Je reprends régulièrement des chiffres connus mais ignorés (quand j’alertais dès 2018 sur les chiffres inquiétants du doctorat), je compile des données, comme les taux de participation à des élections (CNU,  CoNRS ou CA des universités), ou je restitute des archives (sur la baisse supposée du niveau) qui vont souvent à l’encontre des idées reçues. Pourquoi ?

Parce que nous vivons dans une obésité informationnelle permanente qui renforce les biais cognitifs, naturels, de confirmation : on ne retient que l’information qui va dans notre sens et conforte nos préjugés. La conséquence, c’est que l’on ne change pas d’avis facilement et que les a priori idéologiques dominent. D’autant que même la Cour des comptes peine à retracer les crédits ou les effectifs réels de personnels en raison de la balkanisation croissante du système 🤨.

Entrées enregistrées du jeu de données
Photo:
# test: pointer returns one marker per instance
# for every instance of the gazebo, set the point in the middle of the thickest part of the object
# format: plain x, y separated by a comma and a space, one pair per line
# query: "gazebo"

» **ÉNONCÉ DE LA TÂCHE**
Prolongez le texte consacré à la surabondance d'information et aux idées reçues, en reprenant juste après sa dernière phrase. Les enregistrements n'interviennent en rien dans ce travail.

» **PRODUCTION DEMANDÉE**
Un exemple de biais de confirmation à méditer

J’ai vécu comme journaliste suivant à la fois l’éducation et l’ESR, l’hystérisation complète du débat autour de Nicolas Sarkozy. Il faut dire qu’il y mettait du sien ! Mais du coup, quelle que soit la mesure annoncée, elle était frappée d’indignité, simplement parce qu’elle venait de lui ou de son gouvernement.

Toute personne honnête intellectuellement, ou tout simplement attentive aux chiffres, savait que sa priorité affichée à l’ESR, outre la LRU, s’était traduite dans un premier temps, par des moyens nouveaux, budgétaires et extra-budgétaires (PIA). Plus de 14 ans après, il faut attendre cette confirmation par Thomas Piketty et Lucas Chancel, sarkozystes notoires 😀, reprise dans Alternatives économiques de ce secret de polichinelle : la dépense par étudiant a augmenté au début de son quinquennat, puis décru ensuite avec les effets de la crise financière, et accentué son inexorable baisse … sous F. Hollande et E. Macron.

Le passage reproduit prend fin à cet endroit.